_WRITTEN TASKS_:
A. In the Vivekananda passage, reproduce word for word the part that opens with the words containing "According to Vivekananda, a" and closes with "co-ordination of wills.".
B. According to the Vivekananda passage, what did he believe was the source of his physical and mental stamina and eloquence?
C. Continue the passage on Vivekananda's thought from its last sentence.

Vivekananda linked morality with control of the mind, seeing truth, purity and unselfishness as traits which strengthened it. He advised his followers to be holy, unselfish and to have shraddhā (faith). Vivekananda supported brahmacharya, believing it the source of his physical and mental stamina and eloquence.

==Indian nationalism and personal development==

Nationalism was a prominent theme in Vivekananda's thought. He believed that a country's future depends on its people, and his teachings focused on human development. He wanted "to set in motion a machinery which will bring noblest ideas to the doorstep of even the poorest and the meanest".

===Nationalism===
Vivekananda played a major role in the growing Indian nationalist sentiments in the late 19th and the 20th century, encouraging many Indians with his success and appeal in the West. His example helped to build pride in India's cultural and religious heritage, and supported the Indian independence movement. Vivekananda participated in several of these movements, calling for Indian independence from British rule. Swami Vivekananda believed that India is the blessed punyabhumi, the "land of virtue":

.. the land where humanity has attained its highest towards generosity, towards purity, towards calmness, above all, the land of introspection and of spirituality - it is India.

According to Vivekananda, a country's future depends on its people, stating that "man-making is my mission." Religion plays a central role in this man-making, stating "to preach unto mankind their divinity, and how to make it manifest in every movement of life." It is coordinated willpower that would lead to independence, even with forty millions Britons ruling three hundred million people in India. According to Vivekananda, those forty million Britons put their wills together and that resulted infinite power, and that was the reason of their success. Vivekananda prescribed, to make a great future India the whole serest will lie in organization, accumulation of power, co-ordination of wills.

===Personal development and religion===
In line with the influence of western ideas, Vivekananda stressed the importance of individual development. Swami Vivekananda realized three things are necessary to make every man great, every nation great, namely conviction of the powers of goodness; absence of jealousy and suspicion; and helping all who are trying to be and do good. Swami Vivekananda suggested trying to give up jealousy and conceit and learn to work unitedly for others. He told that purity, patience and perseverance overcome all obstacles. He suggested taking courage and work on. Patience and steady work, according to Swami Vivekananda, this is the only way to get success.

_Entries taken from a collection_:
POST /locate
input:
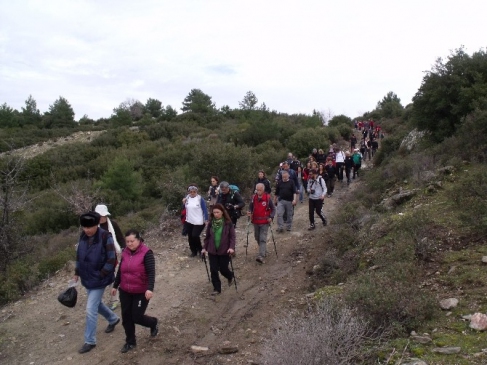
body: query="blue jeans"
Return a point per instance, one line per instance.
(95, 306)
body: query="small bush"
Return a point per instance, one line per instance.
(389, 296)
(330, 334)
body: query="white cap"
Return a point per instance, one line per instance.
(102, 210)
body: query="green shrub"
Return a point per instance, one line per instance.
(391, 295)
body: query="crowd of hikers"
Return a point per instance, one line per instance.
(213, 215)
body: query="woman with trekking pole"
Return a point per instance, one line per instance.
(219, 243)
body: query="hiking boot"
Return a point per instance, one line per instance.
(126, 348)
(155, 330)
(87, 347)
(111, 327)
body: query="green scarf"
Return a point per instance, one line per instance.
(217, 227)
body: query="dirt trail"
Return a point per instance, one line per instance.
(39, 330)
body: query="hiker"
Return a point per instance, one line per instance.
(353, 141)
(135, 282)
(292, 175)
(261, 212)
(317, 191)
(196, 218)
(96, 260)
(321, 156)
(213, 191)
(339, 163)
(219, 242)
(348, 166)
(232, 201)
(301, 180)
(262, 179)
(285, 198)
(330, 172)
(357, 162)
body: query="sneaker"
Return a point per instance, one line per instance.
(126, 348)
(87, 347)
(111, 327)
(155, 330)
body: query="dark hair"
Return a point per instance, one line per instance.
(89, 219)
(135, 233)
(219, 206)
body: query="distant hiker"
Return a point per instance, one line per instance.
(196, 217)
(292, 175)
(262, 179)
(348, 166)
(219, 242)
(317, 191)
(135, 283)
(375, 146)
(357, 162)
(339, 165)
(232, 201)
(285, 198)
(213, 191)
(353, 141)
(331, 173)
(261, 212)
(321, 156)
(95, 265)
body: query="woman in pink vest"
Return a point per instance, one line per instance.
(135, 281)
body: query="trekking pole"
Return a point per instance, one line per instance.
(273, 240)
(233, 273)
(203, 257)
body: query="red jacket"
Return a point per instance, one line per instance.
(133, 275)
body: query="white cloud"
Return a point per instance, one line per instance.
(326, 55)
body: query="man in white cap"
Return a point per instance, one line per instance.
(111, 226)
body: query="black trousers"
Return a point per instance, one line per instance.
(316, 205)
(133, 312)
(194, 239)
(219, 263)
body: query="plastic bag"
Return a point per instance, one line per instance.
(69, 296)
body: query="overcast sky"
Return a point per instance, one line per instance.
(295, 56)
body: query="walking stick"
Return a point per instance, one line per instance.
(233, 273)
(273, 240)
(203, 257)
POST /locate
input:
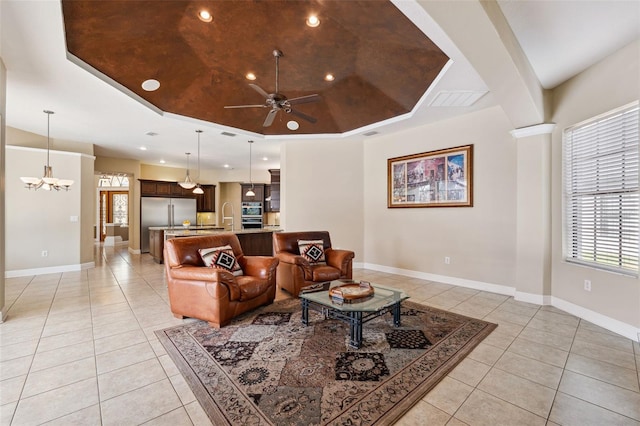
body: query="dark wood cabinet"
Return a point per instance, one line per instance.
(258, 188)
(155, 188)
(274, 204)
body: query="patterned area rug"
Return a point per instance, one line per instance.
(267, 368)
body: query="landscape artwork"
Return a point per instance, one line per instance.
(441, 178)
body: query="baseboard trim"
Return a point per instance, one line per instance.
(613, 325)
(537, 299)
(618, 327)
(49, 270)
(460, 282)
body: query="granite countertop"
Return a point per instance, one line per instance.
(192, 231)
(180, 227)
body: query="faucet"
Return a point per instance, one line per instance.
(224, 217)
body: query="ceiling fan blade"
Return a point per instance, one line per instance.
(259, 90)
(303, 116)
(304, 99)
(270, 117)
(245, 106)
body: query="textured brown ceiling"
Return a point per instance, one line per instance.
(382, 62)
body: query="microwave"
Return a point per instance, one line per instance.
(251, 209)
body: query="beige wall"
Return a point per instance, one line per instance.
(322, 189)
(3, 112)
(612, 83)
(479, 240)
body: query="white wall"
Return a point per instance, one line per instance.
(322, 188)
(612, 83)
(480, 240)
(41, 220)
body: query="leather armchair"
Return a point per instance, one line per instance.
(295, 272)
(216, 295)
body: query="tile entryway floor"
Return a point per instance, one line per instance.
(78, 349)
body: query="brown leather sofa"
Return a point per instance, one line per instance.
(216, 295)
(295, 272)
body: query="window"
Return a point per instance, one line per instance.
(601, 191)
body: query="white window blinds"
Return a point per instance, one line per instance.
(601, 191)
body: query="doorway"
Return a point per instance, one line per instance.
(114, 215)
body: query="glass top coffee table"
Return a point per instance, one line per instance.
(354, 312)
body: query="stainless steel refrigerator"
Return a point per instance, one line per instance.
(169, 212)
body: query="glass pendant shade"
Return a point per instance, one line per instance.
(188, 183)
(47, 182)
(198, 190)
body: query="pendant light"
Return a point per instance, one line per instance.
(250, 192)
(188, 183)
(47, 182)
(198, 190)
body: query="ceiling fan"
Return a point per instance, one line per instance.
(279, 102)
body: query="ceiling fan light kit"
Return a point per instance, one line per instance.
(47, 182)
(279, 102)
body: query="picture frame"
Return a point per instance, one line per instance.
(441, 178)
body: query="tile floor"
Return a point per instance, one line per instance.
(78, 349)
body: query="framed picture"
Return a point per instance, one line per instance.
(442, 178)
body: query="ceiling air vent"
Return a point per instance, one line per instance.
(456, 98)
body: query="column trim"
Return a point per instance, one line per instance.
(537, 129)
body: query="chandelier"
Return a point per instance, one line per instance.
(47, 181)
(250, 191)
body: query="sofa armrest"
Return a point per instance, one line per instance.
(294, 259)
(212, 278)
(259, 266)
(339, 258)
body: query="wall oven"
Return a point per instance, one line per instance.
(251, 214)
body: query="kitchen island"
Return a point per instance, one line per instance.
(254, 242)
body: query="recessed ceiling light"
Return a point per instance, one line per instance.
(150, 85)
(313, 21)
(205, 16)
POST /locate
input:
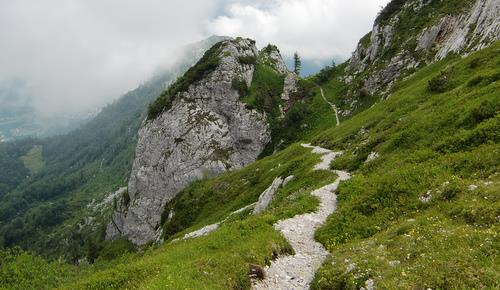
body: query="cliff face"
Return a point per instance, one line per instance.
(409, 34)
(205, 132)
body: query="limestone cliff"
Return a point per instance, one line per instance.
(410, 34)
(202, 131)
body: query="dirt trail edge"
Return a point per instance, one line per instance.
(297, 271)
(334, 108)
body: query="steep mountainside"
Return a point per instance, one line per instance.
(422, 150)
(221, 115)
(408, 35)
(202, 130)
(48, 212)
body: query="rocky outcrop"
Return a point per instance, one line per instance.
(206, 131)
(389, 52)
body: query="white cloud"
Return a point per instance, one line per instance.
(317, 29)
(79, 54)
(75, 55)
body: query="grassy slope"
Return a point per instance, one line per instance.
(442, 142)
(223, 258)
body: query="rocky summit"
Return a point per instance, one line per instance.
(205, 131)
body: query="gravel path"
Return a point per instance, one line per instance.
(334, 108)
(297, 271)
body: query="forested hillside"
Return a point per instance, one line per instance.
(46, 211)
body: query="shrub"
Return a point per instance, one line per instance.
(115, 249)
(240, 86)
(485, 110)
(364, 94)
(438, 84)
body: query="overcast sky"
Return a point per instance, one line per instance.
(72, 56)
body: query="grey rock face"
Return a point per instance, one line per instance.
(206, 132)
(463, 33)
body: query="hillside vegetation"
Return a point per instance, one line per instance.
(429, 201)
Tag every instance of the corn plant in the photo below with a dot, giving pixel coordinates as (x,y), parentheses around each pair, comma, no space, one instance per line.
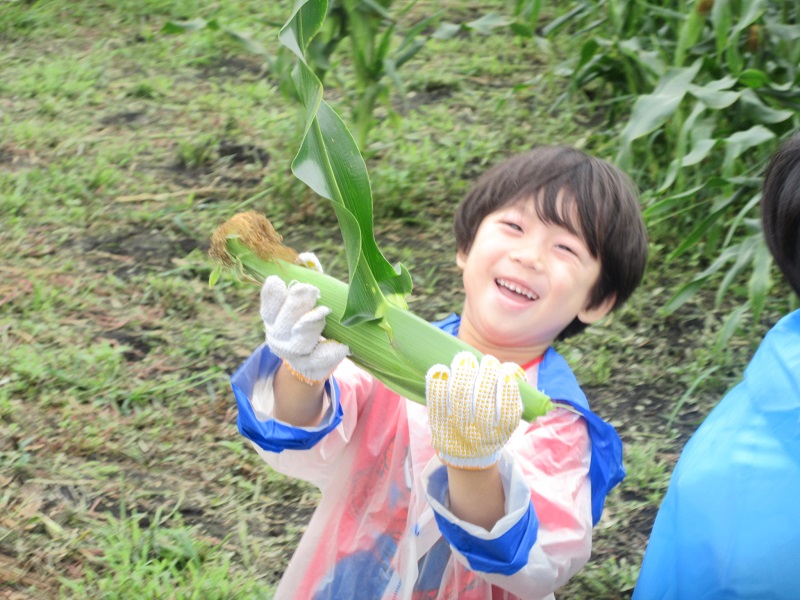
(712,86)
(370,314)
(379,47)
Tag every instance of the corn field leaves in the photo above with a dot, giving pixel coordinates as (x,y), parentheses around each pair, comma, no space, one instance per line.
(740,142)
(760,280)
(651,111)
(330,163)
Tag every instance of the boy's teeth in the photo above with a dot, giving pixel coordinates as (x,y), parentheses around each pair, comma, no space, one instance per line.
(517,289)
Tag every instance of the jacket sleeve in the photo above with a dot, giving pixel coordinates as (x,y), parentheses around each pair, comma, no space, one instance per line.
(545,536)
(306,453)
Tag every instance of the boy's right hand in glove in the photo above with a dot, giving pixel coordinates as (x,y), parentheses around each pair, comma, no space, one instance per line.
(293,324)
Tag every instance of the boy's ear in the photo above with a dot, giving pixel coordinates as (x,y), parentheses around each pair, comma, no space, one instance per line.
(595,313)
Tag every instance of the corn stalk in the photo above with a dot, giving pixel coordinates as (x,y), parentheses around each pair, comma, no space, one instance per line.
(370,314)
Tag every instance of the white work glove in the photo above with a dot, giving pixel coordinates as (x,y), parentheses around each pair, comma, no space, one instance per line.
(473,409)
(293,324)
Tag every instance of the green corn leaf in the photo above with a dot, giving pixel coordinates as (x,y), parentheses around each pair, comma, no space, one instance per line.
(330,164)
(369,314)
(760,280)
(729,327)
(741,141)
(651,111)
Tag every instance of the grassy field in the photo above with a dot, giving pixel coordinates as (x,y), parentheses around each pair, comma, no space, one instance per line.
(123,147)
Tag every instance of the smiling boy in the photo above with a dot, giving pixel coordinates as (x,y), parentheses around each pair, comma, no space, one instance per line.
(460,499)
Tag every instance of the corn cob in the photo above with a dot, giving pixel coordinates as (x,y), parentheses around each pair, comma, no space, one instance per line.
(398,349)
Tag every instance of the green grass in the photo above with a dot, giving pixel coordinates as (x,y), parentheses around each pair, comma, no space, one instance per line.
(122,149)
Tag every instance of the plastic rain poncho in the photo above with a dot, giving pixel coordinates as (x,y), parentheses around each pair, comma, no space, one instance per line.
(729,526)
(383,529)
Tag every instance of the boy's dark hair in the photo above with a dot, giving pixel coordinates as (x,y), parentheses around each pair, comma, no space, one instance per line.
(609,218)
(780,210)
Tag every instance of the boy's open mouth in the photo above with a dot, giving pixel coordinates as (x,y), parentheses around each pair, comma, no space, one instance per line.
(519,291)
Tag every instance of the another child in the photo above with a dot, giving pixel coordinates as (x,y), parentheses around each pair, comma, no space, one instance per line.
(728,526)
(459,499)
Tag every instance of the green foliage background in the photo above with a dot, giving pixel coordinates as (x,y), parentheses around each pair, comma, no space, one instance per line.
(131,130)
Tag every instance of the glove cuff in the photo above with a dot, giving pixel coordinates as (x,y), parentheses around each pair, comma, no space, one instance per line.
(472,463)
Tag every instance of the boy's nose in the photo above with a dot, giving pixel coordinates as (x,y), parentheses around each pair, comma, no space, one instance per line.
(529,257)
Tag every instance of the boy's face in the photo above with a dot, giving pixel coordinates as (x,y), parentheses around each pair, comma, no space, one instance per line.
(525,281)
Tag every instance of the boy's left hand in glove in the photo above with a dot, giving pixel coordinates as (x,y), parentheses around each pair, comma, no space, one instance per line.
(473,409)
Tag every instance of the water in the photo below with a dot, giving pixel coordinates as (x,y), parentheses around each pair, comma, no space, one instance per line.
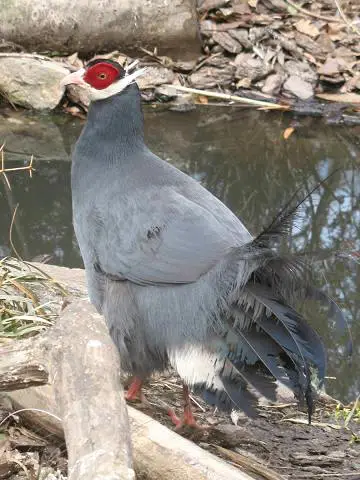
(242,157)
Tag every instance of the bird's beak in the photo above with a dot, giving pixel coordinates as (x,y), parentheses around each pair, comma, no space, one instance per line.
(74,78)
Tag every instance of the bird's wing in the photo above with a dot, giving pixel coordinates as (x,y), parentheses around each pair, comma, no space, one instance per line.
(168,239)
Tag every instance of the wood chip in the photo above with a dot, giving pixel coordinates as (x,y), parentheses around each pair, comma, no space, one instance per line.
(340,97)
(307,27)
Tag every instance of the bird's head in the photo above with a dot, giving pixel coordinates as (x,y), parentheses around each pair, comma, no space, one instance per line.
(103,78)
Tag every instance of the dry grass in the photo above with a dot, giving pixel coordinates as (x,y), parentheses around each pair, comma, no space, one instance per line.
(21,313)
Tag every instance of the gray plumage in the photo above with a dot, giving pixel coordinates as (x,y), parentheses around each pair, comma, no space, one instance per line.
(178,277)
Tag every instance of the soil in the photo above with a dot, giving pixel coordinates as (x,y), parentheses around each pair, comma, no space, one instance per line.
(269,447)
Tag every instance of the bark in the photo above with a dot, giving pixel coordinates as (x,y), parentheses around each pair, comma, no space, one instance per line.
(89,26)
(81,366)
(79,360)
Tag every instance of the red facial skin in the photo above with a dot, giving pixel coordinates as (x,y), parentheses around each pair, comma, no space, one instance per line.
(101,75)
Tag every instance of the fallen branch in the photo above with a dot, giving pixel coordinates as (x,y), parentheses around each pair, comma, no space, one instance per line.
(312,14)
(79,360)
(80,363)
(230,98)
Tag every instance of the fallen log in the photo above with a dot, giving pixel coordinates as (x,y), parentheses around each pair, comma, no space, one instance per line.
(89,26)
(79,363)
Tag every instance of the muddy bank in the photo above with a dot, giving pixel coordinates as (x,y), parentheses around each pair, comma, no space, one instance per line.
(278,444)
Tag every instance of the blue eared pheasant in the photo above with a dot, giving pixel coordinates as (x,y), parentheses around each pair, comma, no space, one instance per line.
(177,276)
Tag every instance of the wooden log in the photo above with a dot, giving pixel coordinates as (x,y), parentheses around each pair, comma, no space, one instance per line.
(86,393)
(82,367)
(89,26)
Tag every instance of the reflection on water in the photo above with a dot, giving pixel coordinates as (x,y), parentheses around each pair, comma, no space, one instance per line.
(242,158)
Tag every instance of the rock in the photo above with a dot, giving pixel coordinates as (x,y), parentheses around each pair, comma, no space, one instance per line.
(330,67)
(302,70)
(155,76)
(298,87)
(78,95)
(31,81)
(273,84)
(242,36)
(211,77)
(249,67)
(227,42)
(89,26)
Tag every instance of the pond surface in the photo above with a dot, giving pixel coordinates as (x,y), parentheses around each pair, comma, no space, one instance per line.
(242,157)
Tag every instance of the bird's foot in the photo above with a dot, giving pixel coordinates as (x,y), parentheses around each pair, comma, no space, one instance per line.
(187,419)
(135,392)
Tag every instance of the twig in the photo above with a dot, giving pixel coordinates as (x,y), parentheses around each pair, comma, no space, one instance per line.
(344,17)
(230,98)
(314,15)
(4,170)
(250,464)
(10,233)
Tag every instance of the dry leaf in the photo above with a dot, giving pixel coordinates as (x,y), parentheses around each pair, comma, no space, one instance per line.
(330,67)
(202,99)
(287,132)
(340,97)
(308,28)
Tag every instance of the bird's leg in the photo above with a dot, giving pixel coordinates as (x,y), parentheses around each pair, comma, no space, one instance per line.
(135,391)
(188,417)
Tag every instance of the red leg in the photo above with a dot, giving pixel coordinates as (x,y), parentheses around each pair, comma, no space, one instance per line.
(188,417)
(135,390)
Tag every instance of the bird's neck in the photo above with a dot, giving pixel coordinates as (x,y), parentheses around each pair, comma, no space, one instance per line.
(115,124)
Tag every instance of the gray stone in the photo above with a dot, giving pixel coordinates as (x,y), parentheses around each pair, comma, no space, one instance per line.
(31,81)
(273,84)
(298,88)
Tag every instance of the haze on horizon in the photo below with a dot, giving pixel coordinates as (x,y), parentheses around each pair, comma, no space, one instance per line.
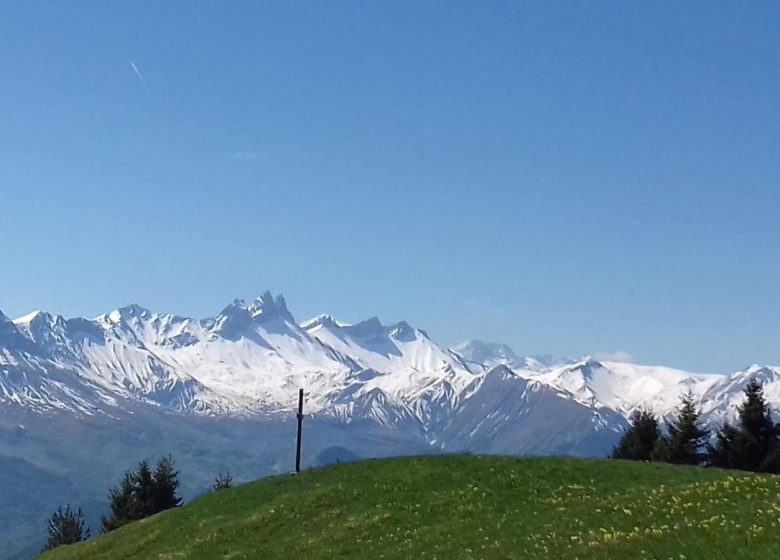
(565,179)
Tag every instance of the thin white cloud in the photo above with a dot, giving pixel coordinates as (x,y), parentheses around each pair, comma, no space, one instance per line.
(140,76)
(617,356)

_EXPECTED ANSWERS_:
A.
According to Vivekananda, a country's future depends on its people, stating that "man-making is my mission." Religion plays a central role in this man-making, stating "to preach unto mankind their divinity, and how to make it manifest in every movement of life." It is coordinated willpower that would lead to independence, even with forty millions Britons ruling three hundred million people in India. According to Vivekananda, those forty million Britons put their wills together and that resulted infinite power, and that was the reason of their success. Vivekananda prescribed, to make a great future India the whole serest will lie in organization, accumulation of power, co-ordination of wills.

B. Brahmacharya.

C.
According to Swami Vivekananda, "faith in ourselves and faith in God- this is the secret of greatness". Swami Vivekananda observed the history of the world is the history of a few men who had faith in themselves, and it is faith which calls out divinity within. So he told, if people have faith in three hundred and thirty millions of Hindu mythological gods, and in all the gods which foreigners have now and still have no faith in themselves, there will be no salvation. To Vivekananda, religion was not mere theory, but an actual practice to be applied in life, raising the brute into man, and man into God, stating "it is being and becoming, not hearing or acknowledging; it is the whole soul becoming changed into what it believes." He hated the religious rituals that were in practice during that time. Vivekananda also noted that meditation in isolation won't suffice:

The tidal wave of Western Civilisation is now rushing over the length and breadth of the country. It won't do now simply to sit in meditation on mountain tops without realizing in the least its usefulness. Now is wanted intense Karmayoga, with unbounded courage and indomitable strength in the heart. Then only will the people of the country be roused.

==Social Services==

===Social service===
Social service was an essential aspect of Vivekananda's ideas, and an innovation which deviated from both Advaita Vedanta and Ramakrishna. He nevertheless attributed these ideas to both, trying to reconcile them with his own ideas.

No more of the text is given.